(Dataset items)
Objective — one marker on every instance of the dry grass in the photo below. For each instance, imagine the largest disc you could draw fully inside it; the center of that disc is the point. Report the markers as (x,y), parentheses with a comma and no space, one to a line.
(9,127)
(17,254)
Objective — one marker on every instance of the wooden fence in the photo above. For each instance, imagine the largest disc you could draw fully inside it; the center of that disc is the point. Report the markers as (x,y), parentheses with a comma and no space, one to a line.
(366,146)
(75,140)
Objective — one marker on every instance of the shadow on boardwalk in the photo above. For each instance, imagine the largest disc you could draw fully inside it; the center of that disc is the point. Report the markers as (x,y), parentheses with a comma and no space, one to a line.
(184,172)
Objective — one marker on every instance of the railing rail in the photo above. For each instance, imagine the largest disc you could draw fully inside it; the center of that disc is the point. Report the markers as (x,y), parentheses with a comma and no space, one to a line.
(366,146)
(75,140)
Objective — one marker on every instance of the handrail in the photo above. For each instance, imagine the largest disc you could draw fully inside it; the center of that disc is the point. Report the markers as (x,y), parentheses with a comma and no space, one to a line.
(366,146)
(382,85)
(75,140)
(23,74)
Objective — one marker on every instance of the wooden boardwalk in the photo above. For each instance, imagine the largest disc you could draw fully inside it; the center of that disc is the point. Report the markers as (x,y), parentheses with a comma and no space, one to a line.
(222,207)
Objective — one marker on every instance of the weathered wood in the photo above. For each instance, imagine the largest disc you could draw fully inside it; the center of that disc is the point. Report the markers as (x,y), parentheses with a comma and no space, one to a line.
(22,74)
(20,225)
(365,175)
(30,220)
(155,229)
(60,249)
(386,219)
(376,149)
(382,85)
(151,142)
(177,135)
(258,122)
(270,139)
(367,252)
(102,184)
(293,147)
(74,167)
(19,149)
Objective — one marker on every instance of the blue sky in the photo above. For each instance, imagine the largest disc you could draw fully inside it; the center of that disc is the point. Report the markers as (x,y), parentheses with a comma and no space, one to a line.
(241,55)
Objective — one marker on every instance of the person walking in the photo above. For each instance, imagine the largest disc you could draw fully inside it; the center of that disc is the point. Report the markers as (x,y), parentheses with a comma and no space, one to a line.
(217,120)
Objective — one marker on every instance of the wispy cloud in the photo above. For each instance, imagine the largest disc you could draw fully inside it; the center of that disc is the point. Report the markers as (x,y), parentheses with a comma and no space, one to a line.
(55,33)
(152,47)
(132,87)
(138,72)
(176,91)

Stated exercise. Render every row above as a numbered list, omitting any blank lines.

Solved problem.
1. Objective — one marker on every instance of the dry grass in the photo below. For each instance, imagine the largest disc you could draw fully inside it; the center of that disc is the point. Report the markers as (x,y), parentheses with a comma and no space, one to a line.
2. (9,127)
3. (17,254)
4. Objective — one marker on every instance of the wooden fence in the photo above. For each instance, imagine the largest disc you could draw fully inside it; the center of that disc is the point. Report the markers as (x,y), parentheses with a comma and no space, one to a line.
5. (366,146)
6. (75,140)
7. Objective — one marker on every instance of the shadow on boardwalk in the photo above. For each instance, imagine the largest disc you could draw fully inside it; the center of that disc is the point. Report the markers as (x,y), parentheses with a comma and no space, one to a line.
8. (184,172)
9. Objective — one marker on every instance of the railing rail in the photo above. For each instance, imagine the largest disc you could draw fully inside it; the center of that disc is the point. Report the markers as (x,y), parentheses with a comma and no space, one to a line.
10. (366,146)
11. (75,140)
12. Objective — one marker on every instance of the handrail in the photo above. For each instance, imagine the largest disc you could draw fully inside it; the center of that disc is the point. Report the markers as (x,y), parentheses with a comma and no space, one to a line.
13. (366,146)
14. (382,85)
15. (75,140)
16. (23,74)
17. Objective — one marker on every instance of the wooden boardwalk in the photo above. For each instance, imagine the largest disc you could draw fully inside it; the center of that disc is the point. Report the markers as (x,y), parentheses with a comma and no space, one to a line.
18. (222,207)
19. Objective — one marker on every instance of the weathered wood in the photo above. For each instance, imagine the largest disc you could draw fully inside it; the center of that disc is the point. Report the markers as (x,y), parentheses with a comma and no space, one to a line.
20. (22,74)
21. (20,225)
22. (365,175)
23. (30,220)
24. (155,229)
25. (60,249)
26. (386,219)
27. (376,149)
28. (382,85)
29. (151,142)
30. (177,135)
31. (258,122)
32. (270,139)
33. (367,252)
34. (102,184)
35. (293,147)
36. (74,167)
37. (19,149)
38. Objective — one marker on every instance of the blue sky in the photo above. For each instance, imagine the largest disc you could draw fully inside it; the center of that disc is the point. Report the markers as (x,y), parentheses with a comma and no space, one to a line.
39. (241,55)
40. Objective — one marker on every instance of the person walking in the photo above. For each instance, imagine the largest disc you could draw fully inside it; the center of that disc is the point. Report the markers as (x,y), parentheses with a comma and no space, one to a line.
41. (217,120)
42. Objective — one marker on every instance of the wispy cloud in the photo above. For each instance, imagine the largest disc you could draw fully inside it; the center of that disc is the point. Report the markers as (x,y), parentheses with a comma and no space, one to a line.
43. (55,33)
44. (152,47)
45. (132,87)
46. (138,72)
47. (176,91)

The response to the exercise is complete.